▸ INSTRUCTIONS FOR THE TASK:
Check every line below for the string "cherry". Copy the ones that have it.

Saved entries

○ ○ ○ ○

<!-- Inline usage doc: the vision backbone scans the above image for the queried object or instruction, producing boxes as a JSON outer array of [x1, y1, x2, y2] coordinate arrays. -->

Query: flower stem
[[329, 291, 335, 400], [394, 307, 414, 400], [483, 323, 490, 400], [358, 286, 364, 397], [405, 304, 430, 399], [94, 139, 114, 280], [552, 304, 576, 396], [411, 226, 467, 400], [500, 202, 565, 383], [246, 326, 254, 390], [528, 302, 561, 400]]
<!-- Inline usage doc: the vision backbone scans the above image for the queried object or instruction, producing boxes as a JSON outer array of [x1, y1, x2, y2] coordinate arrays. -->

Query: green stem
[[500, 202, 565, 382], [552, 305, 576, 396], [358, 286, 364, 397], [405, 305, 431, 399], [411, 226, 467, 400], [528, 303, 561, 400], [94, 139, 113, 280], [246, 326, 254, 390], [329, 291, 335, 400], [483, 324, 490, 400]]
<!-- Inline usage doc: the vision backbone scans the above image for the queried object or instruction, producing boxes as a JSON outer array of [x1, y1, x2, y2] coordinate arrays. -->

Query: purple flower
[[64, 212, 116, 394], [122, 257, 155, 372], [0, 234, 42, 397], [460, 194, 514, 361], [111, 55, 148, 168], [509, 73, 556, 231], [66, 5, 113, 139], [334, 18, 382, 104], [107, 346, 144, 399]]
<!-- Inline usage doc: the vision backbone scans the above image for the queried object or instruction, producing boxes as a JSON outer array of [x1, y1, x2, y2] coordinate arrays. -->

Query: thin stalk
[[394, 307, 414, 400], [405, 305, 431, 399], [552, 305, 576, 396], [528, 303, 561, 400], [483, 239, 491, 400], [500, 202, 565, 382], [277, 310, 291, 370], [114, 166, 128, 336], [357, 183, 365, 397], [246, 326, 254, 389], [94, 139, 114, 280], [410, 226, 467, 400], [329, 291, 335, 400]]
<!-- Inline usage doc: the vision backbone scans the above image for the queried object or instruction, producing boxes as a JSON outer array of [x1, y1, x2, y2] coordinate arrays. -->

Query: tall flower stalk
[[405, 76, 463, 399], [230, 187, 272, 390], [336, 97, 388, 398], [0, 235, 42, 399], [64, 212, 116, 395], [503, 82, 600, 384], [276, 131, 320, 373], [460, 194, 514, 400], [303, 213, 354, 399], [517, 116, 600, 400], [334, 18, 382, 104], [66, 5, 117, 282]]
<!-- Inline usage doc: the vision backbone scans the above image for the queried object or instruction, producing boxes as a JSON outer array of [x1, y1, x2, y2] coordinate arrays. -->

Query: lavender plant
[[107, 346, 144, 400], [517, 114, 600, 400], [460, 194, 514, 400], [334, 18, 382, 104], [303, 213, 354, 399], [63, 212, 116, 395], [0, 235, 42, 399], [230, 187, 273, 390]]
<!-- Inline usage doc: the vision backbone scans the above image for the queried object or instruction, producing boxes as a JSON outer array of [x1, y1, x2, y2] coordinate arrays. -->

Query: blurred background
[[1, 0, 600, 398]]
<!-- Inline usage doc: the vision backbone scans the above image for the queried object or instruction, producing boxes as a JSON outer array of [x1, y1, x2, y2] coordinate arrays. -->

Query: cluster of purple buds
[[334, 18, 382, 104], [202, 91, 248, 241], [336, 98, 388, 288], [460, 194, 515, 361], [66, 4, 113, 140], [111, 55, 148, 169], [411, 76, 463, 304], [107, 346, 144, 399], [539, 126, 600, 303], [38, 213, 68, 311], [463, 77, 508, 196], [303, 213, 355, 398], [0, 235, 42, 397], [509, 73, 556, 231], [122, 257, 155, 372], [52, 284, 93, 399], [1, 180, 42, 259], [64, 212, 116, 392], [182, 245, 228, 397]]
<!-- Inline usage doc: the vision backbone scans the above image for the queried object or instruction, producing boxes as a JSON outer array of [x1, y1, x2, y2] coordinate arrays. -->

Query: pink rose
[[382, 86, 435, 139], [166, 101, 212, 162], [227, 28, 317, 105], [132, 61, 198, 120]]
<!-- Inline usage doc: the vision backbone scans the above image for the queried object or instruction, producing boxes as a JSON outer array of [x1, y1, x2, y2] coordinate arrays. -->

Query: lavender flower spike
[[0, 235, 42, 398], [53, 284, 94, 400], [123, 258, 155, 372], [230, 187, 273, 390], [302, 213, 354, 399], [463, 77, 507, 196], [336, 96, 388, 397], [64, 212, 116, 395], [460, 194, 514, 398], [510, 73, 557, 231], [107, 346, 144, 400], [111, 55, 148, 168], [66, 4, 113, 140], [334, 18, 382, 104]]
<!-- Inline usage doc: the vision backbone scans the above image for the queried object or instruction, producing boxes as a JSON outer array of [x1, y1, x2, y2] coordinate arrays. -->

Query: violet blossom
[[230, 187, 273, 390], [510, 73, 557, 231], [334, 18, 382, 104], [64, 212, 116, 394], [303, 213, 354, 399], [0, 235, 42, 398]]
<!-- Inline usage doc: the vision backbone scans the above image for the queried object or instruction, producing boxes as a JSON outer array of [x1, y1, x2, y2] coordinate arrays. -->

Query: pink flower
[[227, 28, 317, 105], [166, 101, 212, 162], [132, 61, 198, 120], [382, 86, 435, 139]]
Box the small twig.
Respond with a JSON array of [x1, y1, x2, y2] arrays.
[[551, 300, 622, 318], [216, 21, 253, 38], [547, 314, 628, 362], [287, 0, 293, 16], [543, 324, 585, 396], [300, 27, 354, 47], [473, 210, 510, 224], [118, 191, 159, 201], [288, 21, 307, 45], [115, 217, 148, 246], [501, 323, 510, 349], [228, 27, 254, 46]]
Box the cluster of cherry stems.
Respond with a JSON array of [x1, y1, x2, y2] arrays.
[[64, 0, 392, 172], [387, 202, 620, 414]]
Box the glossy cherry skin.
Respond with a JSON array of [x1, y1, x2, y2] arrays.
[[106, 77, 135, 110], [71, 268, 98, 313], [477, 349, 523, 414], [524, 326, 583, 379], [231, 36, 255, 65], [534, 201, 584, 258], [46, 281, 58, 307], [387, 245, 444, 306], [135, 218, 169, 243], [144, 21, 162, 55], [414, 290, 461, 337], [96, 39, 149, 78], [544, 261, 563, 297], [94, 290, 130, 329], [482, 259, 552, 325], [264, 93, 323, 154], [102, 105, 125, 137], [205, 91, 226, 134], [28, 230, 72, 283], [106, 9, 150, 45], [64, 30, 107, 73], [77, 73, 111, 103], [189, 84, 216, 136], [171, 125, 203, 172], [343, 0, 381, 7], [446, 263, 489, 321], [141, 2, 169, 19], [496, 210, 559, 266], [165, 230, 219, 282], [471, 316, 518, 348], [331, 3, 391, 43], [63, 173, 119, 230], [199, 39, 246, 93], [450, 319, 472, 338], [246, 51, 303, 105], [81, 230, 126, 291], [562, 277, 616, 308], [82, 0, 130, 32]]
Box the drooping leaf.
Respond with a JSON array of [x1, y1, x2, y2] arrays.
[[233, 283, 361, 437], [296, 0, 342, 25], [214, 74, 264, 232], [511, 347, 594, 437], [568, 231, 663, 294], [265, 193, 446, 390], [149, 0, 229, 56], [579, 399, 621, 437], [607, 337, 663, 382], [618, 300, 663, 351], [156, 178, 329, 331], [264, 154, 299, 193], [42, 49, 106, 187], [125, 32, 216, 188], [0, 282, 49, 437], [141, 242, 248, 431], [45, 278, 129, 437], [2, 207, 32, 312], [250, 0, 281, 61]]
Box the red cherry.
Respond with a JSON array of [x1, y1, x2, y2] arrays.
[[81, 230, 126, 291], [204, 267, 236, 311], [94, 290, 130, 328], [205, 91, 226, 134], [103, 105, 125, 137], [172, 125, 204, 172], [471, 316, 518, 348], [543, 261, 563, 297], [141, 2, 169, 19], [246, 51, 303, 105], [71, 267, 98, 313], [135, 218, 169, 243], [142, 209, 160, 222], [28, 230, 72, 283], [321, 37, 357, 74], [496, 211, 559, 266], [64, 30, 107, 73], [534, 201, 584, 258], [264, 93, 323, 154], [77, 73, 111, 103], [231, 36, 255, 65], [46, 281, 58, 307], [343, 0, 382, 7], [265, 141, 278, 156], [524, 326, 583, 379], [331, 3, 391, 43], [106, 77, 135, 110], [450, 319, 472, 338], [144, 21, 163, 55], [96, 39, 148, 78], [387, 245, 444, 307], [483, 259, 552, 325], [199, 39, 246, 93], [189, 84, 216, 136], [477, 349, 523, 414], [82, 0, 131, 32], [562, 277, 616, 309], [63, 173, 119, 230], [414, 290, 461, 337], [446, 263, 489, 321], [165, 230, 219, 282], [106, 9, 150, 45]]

○ ○ ○ ○

▸ RESULT:
Box the cluster of cherry stems.
Box the glossy cherry skin.
Box the red cherry.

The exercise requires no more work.